━━ Metin bölümü
5 Fotoğraf ile Pakistan Sufi Festivali

    Bu yazıyı okuyup da gitmek isteyenlere tavsiyem Sufi (Işık) festivalinin güncel tehlikelerini de araştırmaları. Bu festival Pakistan’daki aşırı dincilerin hedefinde olan bir etkinlik. Ben bu yıl denk gelmedim ama geçmiş yıllarda çok sayıda intihar eylemcisinin buraları savaş alanına döndürdüğünü biliyorum. Türkiye’ye döndükten sadece bir hafta sonra aynı yerde çok sayıda insan bombalı araçla öldürüldü maalesef.
━━━━
━━ Kayıtlı veriler
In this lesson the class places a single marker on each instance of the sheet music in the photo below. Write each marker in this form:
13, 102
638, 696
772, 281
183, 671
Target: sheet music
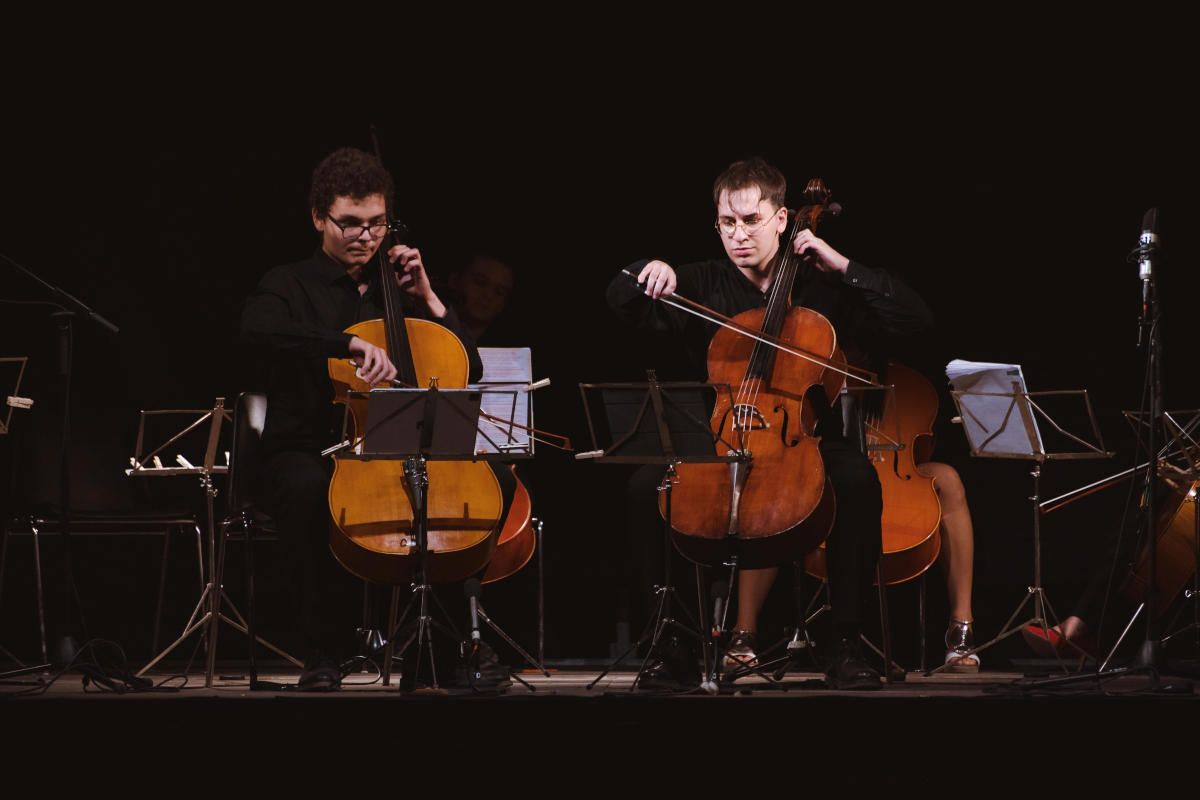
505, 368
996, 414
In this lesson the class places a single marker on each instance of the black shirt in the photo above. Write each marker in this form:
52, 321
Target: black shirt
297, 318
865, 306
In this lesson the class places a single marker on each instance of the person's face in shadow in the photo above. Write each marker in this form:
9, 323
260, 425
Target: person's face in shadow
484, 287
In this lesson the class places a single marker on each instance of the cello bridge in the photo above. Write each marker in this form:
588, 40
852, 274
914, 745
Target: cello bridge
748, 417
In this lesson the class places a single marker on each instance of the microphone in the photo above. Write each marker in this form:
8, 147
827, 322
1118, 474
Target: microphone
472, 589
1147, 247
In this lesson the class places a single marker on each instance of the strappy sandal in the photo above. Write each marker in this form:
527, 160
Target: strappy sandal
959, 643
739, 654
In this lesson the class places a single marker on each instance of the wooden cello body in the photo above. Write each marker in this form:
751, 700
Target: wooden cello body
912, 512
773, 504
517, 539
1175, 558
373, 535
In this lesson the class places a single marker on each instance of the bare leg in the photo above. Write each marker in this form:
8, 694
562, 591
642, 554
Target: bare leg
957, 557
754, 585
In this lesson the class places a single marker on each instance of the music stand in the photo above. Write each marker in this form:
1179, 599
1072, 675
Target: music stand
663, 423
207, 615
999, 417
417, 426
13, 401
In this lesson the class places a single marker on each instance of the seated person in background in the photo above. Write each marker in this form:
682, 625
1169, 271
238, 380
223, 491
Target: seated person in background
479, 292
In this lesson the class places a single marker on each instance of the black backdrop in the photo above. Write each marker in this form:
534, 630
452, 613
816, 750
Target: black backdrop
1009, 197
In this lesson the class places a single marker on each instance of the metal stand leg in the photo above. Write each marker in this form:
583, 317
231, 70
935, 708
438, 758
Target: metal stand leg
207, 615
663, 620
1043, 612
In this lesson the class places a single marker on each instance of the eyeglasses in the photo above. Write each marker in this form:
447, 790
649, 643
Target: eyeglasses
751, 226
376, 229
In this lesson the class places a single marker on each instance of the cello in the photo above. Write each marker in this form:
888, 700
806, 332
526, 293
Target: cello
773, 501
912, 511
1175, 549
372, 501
━━━━
• _Görev tanımı_:
Pakistan Sufi Festivali yazısından "Bu yazıyı okuyup" sözleriyle başlayıp "araçla öldürüldü maalesef." sözlerine kadar süren kısmı hiç değiştirmeden çıkar.

• _Eksiksiz yanıt_:
Bu yazıyı okuyup da gitmek isteyenlere tavsiyem Sufi (Işık) festivalinin güncel tehlikelerini de araştırmaları. Bu festival Pakistan’daki aşırı dincilerin hedefinde olan bir etkinlik. Ben bu yıl denk gelmedim ama geçmiş yıllarda çok sayıda intihar eylemcisinin buraları savaş alanına döndürdüğünü biliyorum. Türkiye’ye döndükten sadece bir hafta sonra aynı yerde çok sayıda insan bombalı araçla öldürüldü maalesef.